▶ WHAT TO PRODUCE
Copy the records below word for word, starting at the line that contains "the shark underwater" and ending at the line that contains "x=56, y=105", including both of those lines.

▶ DATASET ENTRIES
— begin —

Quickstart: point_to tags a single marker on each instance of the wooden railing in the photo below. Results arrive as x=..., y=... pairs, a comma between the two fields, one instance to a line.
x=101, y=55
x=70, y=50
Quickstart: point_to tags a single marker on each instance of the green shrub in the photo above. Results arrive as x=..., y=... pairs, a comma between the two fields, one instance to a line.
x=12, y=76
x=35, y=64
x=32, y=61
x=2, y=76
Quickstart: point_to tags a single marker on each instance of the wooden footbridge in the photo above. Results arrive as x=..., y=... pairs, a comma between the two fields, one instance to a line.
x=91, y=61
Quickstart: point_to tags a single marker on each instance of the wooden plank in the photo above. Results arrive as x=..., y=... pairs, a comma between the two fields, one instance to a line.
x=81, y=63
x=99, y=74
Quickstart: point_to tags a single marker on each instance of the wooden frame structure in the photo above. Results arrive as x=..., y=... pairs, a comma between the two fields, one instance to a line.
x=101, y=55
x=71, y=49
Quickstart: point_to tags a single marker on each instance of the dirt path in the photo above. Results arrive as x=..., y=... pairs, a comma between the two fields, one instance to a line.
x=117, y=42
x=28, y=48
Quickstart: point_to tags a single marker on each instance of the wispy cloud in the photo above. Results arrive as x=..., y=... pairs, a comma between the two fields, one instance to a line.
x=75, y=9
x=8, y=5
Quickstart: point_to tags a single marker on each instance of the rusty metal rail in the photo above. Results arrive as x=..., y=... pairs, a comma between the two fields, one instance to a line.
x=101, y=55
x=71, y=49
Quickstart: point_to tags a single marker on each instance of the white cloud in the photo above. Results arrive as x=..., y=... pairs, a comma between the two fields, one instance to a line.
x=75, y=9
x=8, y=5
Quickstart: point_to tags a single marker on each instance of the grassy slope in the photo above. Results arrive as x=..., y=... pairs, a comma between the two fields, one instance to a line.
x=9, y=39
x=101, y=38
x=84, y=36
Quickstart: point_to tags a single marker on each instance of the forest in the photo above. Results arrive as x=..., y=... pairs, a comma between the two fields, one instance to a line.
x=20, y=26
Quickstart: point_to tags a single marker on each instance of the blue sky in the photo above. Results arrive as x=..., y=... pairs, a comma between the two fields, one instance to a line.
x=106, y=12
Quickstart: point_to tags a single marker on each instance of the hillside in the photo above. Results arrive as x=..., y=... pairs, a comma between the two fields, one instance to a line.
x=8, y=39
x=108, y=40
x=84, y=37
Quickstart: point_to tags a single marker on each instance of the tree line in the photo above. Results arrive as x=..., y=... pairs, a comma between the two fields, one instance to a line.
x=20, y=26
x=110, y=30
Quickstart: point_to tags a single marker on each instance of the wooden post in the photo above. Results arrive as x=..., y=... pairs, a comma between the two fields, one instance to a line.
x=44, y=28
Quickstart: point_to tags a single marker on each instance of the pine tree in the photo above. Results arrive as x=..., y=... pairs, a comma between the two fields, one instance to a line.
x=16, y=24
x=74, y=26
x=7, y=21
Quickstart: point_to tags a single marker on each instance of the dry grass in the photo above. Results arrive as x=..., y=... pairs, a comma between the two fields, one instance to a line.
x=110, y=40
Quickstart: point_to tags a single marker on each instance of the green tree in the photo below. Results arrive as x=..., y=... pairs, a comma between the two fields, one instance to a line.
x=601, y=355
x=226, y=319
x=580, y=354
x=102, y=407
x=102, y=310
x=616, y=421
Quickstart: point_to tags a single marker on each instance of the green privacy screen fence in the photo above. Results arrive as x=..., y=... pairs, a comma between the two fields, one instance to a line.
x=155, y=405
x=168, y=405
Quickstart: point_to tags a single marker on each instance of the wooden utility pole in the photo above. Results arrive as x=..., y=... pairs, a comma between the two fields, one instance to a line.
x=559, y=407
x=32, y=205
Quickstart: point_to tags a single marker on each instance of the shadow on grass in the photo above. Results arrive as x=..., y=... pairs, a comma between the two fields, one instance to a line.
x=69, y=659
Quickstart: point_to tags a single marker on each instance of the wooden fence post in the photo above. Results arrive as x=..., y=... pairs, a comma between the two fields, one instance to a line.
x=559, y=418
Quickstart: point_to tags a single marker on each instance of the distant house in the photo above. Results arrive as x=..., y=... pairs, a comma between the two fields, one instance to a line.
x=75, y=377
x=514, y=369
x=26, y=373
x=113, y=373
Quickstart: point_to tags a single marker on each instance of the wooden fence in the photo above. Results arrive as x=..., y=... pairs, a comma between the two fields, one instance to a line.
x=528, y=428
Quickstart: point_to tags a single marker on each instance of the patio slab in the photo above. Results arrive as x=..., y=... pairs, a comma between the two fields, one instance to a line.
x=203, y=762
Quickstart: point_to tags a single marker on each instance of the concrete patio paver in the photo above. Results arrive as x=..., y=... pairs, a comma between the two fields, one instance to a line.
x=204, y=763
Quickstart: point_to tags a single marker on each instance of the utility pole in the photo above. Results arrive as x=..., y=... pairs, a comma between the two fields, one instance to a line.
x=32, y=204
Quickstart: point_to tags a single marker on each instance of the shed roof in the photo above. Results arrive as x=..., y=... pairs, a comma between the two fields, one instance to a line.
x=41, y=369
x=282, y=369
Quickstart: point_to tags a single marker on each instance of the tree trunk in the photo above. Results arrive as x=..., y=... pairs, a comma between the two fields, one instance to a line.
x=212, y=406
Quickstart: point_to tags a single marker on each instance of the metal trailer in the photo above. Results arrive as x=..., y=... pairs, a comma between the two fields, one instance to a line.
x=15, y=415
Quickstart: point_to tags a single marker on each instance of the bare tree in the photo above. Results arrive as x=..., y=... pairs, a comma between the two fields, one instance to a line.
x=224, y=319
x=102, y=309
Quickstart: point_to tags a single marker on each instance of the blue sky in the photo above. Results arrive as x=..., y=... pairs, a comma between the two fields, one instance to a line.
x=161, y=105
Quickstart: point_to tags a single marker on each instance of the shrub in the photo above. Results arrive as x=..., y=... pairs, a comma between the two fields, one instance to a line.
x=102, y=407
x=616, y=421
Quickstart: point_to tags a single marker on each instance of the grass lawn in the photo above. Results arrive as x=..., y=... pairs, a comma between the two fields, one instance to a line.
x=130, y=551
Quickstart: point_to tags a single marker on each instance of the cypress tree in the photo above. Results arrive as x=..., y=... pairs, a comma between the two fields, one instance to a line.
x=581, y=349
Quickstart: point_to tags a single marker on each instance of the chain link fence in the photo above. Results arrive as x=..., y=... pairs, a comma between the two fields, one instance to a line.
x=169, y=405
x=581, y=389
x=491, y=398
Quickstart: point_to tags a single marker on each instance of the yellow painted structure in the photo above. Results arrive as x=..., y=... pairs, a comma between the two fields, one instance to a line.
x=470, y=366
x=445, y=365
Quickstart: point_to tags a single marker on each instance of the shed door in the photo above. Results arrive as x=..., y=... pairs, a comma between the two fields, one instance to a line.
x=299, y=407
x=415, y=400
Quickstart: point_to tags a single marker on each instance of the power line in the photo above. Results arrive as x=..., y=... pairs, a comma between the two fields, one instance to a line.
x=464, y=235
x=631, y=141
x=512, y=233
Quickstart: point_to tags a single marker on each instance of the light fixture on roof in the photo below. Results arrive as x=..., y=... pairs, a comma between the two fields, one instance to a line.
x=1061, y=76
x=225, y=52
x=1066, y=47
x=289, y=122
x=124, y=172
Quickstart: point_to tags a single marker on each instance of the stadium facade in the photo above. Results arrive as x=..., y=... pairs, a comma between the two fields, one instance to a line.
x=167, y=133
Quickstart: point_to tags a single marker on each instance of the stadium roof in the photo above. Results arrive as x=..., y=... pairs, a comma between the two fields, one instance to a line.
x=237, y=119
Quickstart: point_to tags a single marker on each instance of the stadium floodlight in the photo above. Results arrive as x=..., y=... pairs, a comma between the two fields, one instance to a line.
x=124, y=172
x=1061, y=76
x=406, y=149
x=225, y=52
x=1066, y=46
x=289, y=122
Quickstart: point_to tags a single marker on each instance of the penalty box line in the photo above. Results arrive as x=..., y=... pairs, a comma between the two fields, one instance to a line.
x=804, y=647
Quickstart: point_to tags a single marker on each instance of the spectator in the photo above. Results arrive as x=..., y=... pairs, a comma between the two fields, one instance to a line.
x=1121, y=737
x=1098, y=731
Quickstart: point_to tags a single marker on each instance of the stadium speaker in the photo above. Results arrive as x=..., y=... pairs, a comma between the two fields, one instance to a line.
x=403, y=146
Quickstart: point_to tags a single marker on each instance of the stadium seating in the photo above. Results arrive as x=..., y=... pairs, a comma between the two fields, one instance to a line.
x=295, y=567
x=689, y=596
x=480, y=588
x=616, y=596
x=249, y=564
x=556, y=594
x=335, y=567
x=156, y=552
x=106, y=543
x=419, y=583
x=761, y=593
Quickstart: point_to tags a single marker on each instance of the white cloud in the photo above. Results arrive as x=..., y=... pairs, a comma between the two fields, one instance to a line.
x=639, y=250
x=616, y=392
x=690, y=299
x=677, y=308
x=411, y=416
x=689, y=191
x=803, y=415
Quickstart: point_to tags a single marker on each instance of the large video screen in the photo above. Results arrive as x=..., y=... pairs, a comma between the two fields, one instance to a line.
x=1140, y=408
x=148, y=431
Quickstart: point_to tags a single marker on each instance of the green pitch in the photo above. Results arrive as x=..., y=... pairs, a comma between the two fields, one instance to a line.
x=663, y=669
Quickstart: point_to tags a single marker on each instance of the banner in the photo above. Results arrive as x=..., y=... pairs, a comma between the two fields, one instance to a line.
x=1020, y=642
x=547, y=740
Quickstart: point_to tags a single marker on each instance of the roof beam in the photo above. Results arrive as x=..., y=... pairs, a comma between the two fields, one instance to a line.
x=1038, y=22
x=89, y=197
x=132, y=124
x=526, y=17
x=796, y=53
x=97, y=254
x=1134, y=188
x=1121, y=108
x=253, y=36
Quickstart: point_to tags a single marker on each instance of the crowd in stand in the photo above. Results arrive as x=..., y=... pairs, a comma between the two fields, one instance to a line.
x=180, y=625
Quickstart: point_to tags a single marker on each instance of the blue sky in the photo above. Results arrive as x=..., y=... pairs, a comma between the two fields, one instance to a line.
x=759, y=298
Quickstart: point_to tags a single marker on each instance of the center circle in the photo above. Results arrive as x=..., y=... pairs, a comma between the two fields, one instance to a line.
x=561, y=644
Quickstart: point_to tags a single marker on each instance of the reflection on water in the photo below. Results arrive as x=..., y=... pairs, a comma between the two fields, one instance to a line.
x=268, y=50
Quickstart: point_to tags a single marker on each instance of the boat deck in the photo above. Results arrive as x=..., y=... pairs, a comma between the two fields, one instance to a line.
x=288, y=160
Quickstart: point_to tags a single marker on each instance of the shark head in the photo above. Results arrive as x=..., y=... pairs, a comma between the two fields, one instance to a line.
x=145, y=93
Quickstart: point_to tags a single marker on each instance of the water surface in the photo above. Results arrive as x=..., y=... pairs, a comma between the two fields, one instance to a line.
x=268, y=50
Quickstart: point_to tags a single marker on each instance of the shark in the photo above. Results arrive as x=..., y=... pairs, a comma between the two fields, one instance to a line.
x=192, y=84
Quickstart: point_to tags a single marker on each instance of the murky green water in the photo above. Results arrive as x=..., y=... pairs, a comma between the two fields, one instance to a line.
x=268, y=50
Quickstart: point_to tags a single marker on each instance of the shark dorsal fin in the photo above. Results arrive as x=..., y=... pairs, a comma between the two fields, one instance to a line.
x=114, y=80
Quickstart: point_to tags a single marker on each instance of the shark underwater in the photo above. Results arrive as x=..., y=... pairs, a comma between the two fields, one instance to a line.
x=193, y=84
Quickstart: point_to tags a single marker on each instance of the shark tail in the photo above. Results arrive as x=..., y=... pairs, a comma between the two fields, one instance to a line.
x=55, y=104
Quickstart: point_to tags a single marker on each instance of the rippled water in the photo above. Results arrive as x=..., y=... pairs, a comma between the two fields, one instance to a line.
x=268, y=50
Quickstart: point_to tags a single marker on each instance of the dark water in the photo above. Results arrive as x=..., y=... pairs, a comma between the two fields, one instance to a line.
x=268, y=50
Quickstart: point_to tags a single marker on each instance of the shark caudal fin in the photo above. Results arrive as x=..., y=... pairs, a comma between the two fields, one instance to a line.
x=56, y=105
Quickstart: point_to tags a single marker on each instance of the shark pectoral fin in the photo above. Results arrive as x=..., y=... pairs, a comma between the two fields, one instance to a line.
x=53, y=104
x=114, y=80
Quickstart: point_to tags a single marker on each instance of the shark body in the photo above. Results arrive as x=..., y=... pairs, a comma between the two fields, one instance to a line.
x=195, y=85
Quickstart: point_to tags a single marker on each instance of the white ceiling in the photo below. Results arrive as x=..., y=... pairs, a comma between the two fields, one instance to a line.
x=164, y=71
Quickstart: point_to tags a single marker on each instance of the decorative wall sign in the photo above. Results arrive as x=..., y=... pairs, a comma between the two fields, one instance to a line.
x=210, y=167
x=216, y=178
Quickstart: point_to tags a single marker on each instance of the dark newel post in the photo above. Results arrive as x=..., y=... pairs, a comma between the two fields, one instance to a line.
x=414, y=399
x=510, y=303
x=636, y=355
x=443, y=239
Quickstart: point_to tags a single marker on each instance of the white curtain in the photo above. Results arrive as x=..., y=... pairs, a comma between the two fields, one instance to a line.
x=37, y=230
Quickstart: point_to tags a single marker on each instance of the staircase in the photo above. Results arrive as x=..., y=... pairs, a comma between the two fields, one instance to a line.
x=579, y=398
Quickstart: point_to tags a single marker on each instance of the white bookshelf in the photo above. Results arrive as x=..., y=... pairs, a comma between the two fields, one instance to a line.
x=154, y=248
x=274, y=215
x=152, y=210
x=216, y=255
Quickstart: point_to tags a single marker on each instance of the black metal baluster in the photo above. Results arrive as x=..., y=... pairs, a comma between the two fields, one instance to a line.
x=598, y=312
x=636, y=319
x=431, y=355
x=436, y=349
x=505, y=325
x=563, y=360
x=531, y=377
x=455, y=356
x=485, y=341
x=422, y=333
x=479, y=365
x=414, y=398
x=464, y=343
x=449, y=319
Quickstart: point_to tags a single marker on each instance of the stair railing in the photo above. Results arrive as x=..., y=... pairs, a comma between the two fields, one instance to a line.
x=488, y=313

— end —

▶ RESULT OF THE TASK
Quickstart: point_to tags a single marker on each instance of the shark underwater in the photo above. Results arrive as x=..., y=... pairs, a comma between the two fields, one instance to a line.
x=193, y=84
Quickstart: point_to tags a single marker on each instance of the shark tail in the photo above. Results arrive as x=..., y=... pairs, a comma between the two fields, one instance to a line.
x=55, y=104
Quickstart: point_to tags a single marker on each instance of the rippled water in the photo above. Results arrive as x=..., y=... pairs, a comma between the two fields, one instance to a line.
x=268, y=50
Quickstart: point_to tags a single marker on each instance of the dark water in the photo above. Results arrive as x=..., y=... pairs, a comma between the two fields, one instance to a line.
x=268, y=50
Quickstart: point_to tags a single marker on each instance of the shark caudal fin in the photo above. Results arrive as x=..., y=... pairs, a comma between the two fields, one instance to a line.
x=56, y=105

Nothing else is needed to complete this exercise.